**Brief**:
From the line containing "TARGET = black door frame" through the last line of the data, return those lines exactly as written and nothing more.

....

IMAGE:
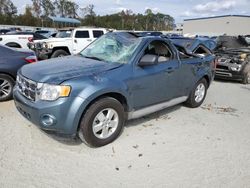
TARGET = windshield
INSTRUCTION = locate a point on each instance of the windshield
(64, 34)
(113, 47)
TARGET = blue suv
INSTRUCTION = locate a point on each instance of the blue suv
(119, 76)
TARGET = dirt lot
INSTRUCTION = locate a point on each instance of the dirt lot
(179, 147)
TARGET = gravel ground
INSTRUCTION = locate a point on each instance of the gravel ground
(178, 147)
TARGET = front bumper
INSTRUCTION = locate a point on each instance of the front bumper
(65, 112)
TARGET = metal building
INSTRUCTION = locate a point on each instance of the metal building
(218, 25)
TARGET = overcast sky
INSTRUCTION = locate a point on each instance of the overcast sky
(179, 9)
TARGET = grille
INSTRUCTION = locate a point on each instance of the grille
(222, 67)
(27, 87)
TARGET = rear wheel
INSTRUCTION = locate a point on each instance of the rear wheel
(102, 123)
(59, 53)
(6, 87)
(198, 94)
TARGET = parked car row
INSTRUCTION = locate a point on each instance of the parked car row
(68, 41)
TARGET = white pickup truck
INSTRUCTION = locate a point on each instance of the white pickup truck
(16, 40)
(67, 42)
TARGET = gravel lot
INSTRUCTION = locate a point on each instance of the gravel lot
(178, 147)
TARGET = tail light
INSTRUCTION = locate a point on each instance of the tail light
(31, 59)
(30, 39)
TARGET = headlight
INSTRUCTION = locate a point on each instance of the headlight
(49, 92)
(44, 45)
(235, 67)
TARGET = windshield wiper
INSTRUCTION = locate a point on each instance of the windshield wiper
(92, 57)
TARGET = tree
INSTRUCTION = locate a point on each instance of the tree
(27, 18)
(36, 7)
(48, 8)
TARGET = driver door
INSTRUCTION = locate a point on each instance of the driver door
(156, 83)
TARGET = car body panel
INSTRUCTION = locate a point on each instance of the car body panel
(144, 89)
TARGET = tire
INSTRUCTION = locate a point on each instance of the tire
(13, 45)
(246, 74)
(6, 87)
(59, 53)
(198, 94)
(107, 128)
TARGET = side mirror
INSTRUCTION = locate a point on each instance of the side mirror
(148, 60)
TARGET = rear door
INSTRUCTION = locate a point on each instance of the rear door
(158, 83)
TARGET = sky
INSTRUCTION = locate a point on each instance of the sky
(179, 9)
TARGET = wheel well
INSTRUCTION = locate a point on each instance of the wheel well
(61, 48)
(116, 96)
(207, 79)
(13, 44)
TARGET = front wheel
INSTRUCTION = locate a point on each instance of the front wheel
(102, 123)
(6, 87)
(198, 94)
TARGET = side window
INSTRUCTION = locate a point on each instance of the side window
(160, 49)
(82, 34)
(97, 33)
(202, 51)
(4, 51)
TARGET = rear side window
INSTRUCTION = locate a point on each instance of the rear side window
(97, 33)
(4, 51)
(82, 34)
(202, 51)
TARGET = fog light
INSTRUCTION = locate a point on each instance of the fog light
(48, 120)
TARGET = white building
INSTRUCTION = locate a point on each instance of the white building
(218, 25)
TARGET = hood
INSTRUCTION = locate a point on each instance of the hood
(55, 71)
(191, 44)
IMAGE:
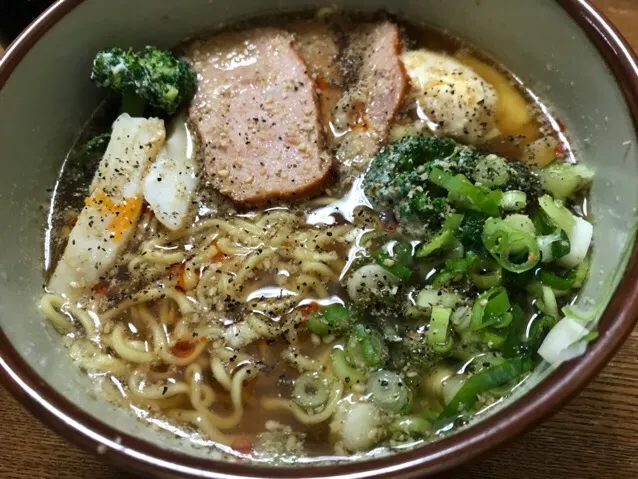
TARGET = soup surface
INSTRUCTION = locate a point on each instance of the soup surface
(315, 236)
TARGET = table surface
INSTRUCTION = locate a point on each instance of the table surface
(595, 436)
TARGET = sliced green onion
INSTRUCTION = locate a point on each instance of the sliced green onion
(311, 390)
(412, 426)
(332, 319)
(580, 238)
(555, 281)
(454, 269)
(562, 180)
(461, 265)
(486, 274)
(557, 213)
(464, 193)
(553, 246)
(453, 221)
(438, 336)
(343, 370)
(513, 200)
(389, 391)
(402, 252)
(489, 309)
(392, 266)
(493, 340)
(522, 223)
(365, 348)
(491, 171)
(429, 298)
(543, 224)
(547, 302)
(492, 377)
(461, 318)
(515, 250)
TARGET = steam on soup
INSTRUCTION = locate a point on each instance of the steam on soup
(315, 237)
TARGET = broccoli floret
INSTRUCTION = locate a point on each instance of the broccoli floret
(524, 179)
(470, 231)
(153, 77)
(398, 180)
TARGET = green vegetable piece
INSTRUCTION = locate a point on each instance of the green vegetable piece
(389, 392)
(311, 390)
(365, 348)
(438, 334)
(343, 370)
(492, 171)
(522, 223)
(490, 378)
(489, 309)
(557, 213)
(554, 281)
(463, 193)
(492, 339)
(332, 319)
(152, 76)
(486, 274)
(515, 250)
(513, 200)
(402, 252)
(429, 298)
(563, 180)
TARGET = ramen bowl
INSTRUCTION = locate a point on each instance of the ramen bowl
(564, 50)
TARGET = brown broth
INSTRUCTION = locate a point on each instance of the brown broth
(276, 376)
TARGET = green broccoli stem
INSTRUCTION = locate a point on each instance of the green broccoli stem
(133, 104)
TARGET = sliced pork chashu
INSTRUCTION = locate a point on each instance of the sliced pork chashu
(258, 118)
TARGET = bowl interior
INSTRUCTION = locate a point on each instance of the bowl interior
(49, 96)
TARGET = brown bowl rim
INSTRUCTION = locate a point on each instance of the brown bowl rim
(126, 451)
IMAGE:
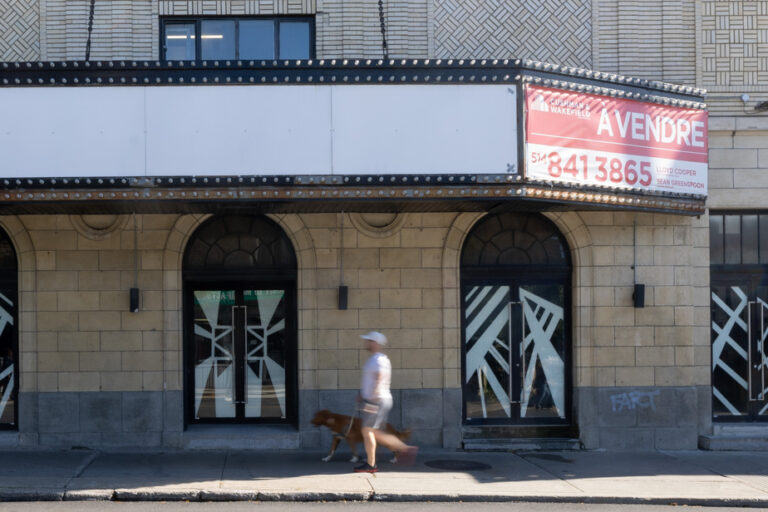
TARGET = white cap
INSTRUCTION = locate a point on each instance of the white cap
(376, 337)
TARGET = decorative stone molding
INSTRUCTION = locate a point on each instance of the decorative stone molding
(378, 225)
(98, 227)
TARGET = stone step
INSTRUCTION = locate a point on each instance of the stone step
(522, 444)
(734, 443)
(241, 437)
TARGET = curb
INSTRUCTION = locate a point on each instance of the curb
(235, 495)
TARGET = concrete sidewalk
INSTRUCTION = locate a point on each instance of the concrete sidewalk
(692, 478)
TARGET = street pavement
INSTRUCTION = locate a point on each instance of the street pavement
(683, 478)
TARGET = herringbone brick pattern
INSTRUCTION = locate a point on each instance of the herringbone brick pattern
(558, 32)
(734, 43)
(19, 30)
(654, 39)
(235, 7)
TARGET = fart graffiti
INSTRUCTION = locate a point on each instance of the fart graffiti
(634, 400)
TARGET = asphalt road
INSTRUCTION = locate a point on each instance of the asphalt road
(110, 506)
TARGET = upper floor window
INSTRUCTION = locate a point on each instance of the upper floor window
(237, 38)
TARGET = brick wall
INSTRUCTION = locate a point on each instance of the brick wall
(20, 30)
(86, 338)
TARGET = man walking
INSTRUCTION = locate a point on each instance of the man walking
(375, 403)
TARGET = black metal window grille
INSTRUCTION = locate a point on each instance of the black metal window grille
(511, 239)
(9, 344)
(243, 38)
(738, 238)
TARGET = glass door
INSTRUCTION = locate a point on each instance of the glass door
(516, 354)
(242, 355)
(739, 355)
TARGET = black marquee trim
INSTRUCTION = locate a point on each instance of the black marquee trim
(342, 71)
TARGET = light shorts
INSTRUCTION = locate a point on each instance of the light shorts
(374, 415)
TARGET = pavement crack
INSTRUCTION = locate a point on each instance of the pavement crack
(84, 465)
(545, 470)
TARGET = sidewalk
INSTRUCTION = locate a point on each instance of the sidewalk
(692, 478)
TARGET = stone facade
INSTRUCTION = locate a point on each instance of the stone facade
(20, 30)
(641, 376)
(81, 347)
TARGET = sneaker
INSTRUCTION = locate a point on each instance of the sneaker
(366, 468)
(407, 457)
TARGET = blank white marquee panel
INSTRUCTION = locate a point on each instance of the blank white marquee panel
(277, 130)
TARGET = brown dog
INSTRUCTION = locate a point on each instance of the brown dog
(343, 428)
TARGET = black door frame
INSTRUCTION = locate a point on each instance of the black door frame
(750, 277)
(242, 281)
(514, 277)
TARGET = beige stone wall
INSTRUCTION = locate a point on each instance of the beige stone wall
(738, 159)
(558, 32)
(395, 282)
(666, 343)
(76, 331)
(78, 335)
(653, 39)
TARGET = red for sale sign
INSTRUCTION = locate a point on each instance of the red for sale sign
(588, 139)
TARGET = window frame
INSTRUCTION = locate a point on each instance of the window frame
(197, 20)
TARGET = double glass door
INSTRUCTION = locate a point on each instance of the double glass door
(739, 355)
(516, 353)
(242, 354)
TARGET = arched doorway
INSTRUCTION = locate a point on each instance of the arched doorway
(239, 276)
(9, 340)
(516, 340)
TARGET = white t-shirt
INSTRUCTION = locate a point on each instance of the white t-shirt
(377, 363)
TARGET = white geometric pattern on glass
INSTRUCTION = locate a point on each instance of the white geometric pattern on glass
(218, 367)
(763, 362)
(488, 299)
(7, 381)
(258, 352)
(542, 318)
(723, 338)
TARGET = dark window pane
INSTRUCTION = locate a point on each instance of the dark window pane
(257, 39)
(716, 239)
(217, 39)
(180, 41)
(749, 239)
(764, 239)
(514, 239)
(733, 239)
(294, 40)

....

**Exercise solution**:
TARGET = black door frame
INSTRUCTION = locate a point on each instance of the black door frame
(750, 277)
(242, 281)
(514, 277)
TARGET = beige stone wall
INSTRUCTION = locate a point on each instance of the beige stone wall
(738, 159)
(558, 32)
(395, 282)
(666, 343)
(76, 331)
(78, 335)
(653, 39)
TARGET = red for sale sign
INSTRUCTION = locate a point on each instance of the red for sale sign
(588, 139)
TARGET = window frame
INSTRUCTION = locate a point on each instance of the window frame
(197, 20)
TARGET = double glass door
INSTRUCTION = locate a point on each instance of the double glass door
(739, 355)
(516, 353)
(242, 354)
TARGET = arched doorway
INSTRUCTION = locate a point on each instance of the arched doorway
(239, 276)
(9, 340)
(516, 340)
TARGET = white t-shirt
INSTRUCTION = locate a point on each instance of the white t-shirt
(377, 363)
TARGET = white geometric pattern on glass
INSTRUCTION = locate a point on each instance of the white geometric pattern on glass
(218, 367)
(763, 362)
(488, 299)
(7, 381)
(258, 352)
(542, 318)
(723, 338)
TARGET = dark window pane
INSTRUCTION = locate a point on each instance of the dark window pane
(257, 39)
(716, 239)
(217, 39)
(180, 41)
(749, 239)
(764, 239)
(514, 239)
(733, 239)
(294, 40)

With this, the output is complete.